> [PASSAGE TO READ]
VOA Persian Service's Setareh Derakhshesh on Monday conducted an interview with U.S. Secretary of State John Kerry at the State Department. Here is the full transcript:
VOA: Mr. Secretary thank you very much for talking to the Voice of America Persian.
KERRY: “Delighted, thank you.”
VOA: If I may, I would like to start with the U.N. Security Council today. There was a vote and they passed a resolution on the Iran nuclear deal. Does this vote mean that Iran has stopped being a pariah state in the eyes of the international community?
KERRY: What the vote means is that people are hopeful that the transformation is going to take place over the course of the next months and years. They’re voting for the agreement. They’re voting to support what Iran and six other nations agreed on in Vienna, and I think it’s an expression of confidence in that agreement and it’s an expression of hope for the future for Iran, for the rest of the world.
Obviously that agreement is based on the hope that the nuclear problem will be resolved, that Iran will become a nation in good standing with the rest of the international community, but it’s going to be proven not by a vote, and not by the words, it’s going to be proven by the actions over the course of the next implementation of the agreement.
VOA: Mr. Secretary you mentioned that there will be some transformation. When the deal was announced last week, inside Iran people came out to the streets, they poured out into the streets. They wanted to show their joy. They were celebrating. Do you think it was too early considering that the U.S. Congress has to review the deal, and also inside Iran, Iran’s Supreme National Security Council has to approve it and also the Majlis?

> [SHORT PROBLEM 1]
In the interview transcript, where did Setareh Derakhshesh interview John Kerry?
> [SHORT PROBLEM 2]
Set down the part of the interview transcript from "VOA Persian Service's" to "of America Persian.", word for word.

> [RECORDED INFORMATION]
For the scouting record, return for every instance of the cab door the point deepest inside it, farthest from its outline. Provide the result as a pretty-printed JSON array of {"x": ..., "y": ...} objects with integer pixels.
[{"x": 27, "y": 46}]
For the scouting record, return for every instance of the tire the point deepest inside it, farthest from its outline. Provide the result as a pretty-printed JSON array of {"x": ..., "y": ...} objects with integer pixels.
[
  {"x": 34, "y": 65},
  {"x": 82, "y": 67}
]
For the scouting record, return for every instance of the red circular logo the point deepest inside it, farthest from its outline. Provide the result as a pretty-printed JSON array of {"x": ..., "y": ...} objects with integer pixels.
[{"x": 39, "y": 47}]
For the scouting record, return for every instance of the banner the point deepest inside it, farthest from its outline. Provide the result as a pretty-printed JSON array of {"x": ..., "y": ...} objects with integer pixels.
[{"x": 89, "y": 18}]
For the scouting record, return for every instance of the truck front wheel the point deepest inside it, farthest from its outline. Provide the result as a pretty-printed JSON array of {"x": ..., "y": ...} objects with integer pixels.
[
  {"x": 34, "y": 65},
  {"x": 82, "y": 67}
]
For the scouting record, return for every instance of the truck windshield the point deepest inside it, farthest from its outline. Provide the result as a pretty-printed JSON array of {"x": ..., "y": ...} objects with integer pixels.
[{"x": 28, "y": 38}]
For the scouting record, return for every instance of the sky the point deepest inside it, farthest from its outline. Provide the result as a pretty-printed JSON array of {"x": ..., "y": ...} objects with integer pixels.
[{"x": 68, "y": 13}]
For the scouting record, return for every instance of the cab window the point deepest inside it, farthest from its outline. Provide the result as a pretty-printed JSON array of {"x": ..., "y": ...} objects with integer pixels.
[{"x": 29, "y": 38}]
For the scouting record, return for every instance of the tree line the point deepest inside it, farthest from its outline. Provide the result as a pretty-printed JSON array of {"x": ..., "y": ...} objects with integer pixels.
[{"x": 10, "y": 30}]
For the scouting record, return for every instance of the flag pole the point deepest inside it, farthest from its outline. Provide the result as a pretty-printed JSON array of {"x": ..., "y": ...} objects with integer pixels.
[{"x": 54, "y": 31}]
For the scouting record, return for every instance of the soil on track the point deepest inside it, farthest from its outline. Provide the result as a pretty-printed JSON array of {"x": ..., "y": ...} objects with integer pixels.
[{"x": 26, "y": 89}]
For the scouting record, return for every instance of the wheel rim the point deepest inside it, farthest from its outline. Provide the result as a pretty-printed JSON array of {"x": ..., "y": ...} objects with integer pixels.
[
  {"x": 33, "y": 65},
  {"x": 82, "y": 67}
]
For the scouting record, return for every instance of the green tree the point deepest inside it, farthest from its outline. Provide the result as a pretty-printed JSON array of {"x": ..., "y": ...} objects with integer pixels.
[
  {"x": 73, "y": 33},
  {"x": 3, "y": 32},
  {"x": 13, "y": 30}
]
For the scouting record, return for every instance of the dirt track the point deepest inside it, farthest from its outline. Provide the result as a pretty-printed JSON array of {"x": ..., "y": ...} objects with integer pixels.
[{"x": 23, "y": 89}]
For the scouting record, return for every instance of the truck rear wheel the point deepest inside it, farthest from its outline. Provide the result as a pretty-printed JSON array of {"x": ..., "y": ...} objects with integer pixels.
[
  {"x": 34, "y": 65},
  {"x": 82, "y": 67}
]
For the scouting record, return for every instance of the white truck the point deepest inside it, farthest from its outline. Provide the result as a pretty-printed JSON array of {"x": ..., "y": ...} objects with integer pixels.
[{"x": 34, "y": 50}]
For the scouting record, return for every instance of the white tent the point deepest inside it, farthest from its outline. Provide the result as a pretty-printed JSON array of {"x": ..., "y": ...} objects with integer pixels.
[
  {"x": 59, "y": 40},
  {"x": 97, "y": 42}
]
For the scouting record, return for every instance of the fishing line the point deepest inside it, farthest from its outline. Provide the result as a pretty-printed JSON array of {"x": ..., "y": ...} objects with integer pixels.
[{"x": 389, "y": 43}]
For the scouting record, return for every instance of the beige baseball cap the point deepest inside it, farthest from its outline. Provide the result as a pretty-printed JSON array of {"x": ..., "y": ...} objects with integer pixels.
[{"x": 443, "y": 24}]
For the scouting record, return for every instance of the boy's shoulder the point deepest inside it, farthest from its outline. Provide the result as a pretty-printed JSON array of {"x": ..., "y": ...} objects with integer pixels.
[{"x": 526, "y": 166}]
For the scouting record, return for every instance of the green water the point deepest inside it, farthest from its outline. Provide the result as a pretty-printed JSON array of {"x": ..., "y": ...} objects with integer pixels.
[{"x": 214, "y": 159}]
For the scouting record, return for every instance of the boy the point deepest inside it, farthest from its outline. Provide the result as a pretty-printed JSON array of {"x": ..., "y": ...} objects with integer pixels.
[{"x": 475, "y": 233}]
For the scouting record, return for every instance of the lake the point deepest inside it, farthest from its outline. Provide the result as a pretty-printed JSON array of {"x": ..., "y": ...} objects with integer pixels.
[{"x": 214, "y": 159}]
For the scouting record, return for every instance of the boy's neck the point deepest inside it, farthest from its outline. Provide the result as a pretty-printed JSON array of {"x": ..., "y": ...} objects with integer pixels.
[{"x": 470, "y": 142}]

> [TASK OUTPUT 1]
At the State Department.

> [TASK OUTPUT 2]
VOA Persian Service's Setareh Derakhshesh on Monday conducted an interview with U.S. Secretary of State John Kerry at the State Department. Here is the full transcript:
VOA: Mr. Secretary thank you very much for talking to the Voice of America Persian.